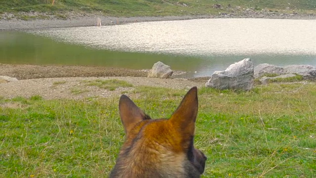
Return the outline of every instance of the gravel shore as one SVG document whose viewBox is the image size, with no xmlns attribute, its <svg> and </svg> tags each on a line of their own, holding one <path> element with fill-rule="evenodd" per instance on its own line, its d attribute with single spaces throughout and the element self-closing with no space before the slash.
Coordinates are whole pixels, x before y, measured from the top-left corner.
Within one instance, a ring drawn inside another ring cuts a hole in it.
<svg viewBox="0 0 316 178">
<path fill-rule="evenodd" d="M 28 14 L 30 16 L 33 14 Z M 85 27 L 97 25 L 98 17 L 102 25 L 114 25 L 140 22 L 189 20 L 201 18 L 275 18 L 288 19 L 316 19 L 314 14 L 281 13 L 269 11 L 245 10 L 237 13 L 220 13 L 218 15 L 202 15 L 182 16 L 116 17 L 97 16 L 95 15 L 70 15 L 66 19 L 48 17 L 48 19 L 22 20 L 12 17 L 12 14 L 4 14 L 0 20 L 0 30 L 23 30 L 65 27 Z"/>
</svg>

- Task requirements: Reproduce the material with "gravel shore" replaced by "pebble beach" and all other text unchanged. Omit the pictures from the reproduction.

- Solution to the exercise:
Return the outline of every instance of the pebble beach as one SVG document whose viewBox is the image size, with no xmlns attribute, its <svg> and </svg> tags each on a line of their own, holding one <path> element with fill-rule="evenodd" per instance on its own line, its d attribute with single spaces throughout and the element self-closing with no space before the slash.
Coordinates are whole pixels, x before y, measured from the top-left corner.
Within one instance, a ring drawn inside another ring cuts a hole in it.
<svg viewBox="0 0 316 178">
<path fill-rule="evenodd" d="M 28 14 L 30 16 L 33 14 Z M 85 27 L 97 25 L 98 17 L 102 25 L 114 25 L 140 22 L 189 20 L 201 18 L 275 18 L 288 19 L 316 19 L 314 14 L 281 13 L 269 11 L 245 10 L 237 13 L 220 13 L 218 15 L 202 15 L 182 16 L 116 17 L 97 16 L 95 15 L 70 15 L 66 19 L 48 17 L 48 19 L 22 20 L 12 17 L 12 14 L 4 14 L 0 20 L 0 30 L 23 30 L 65 27 Z"/>
</svg>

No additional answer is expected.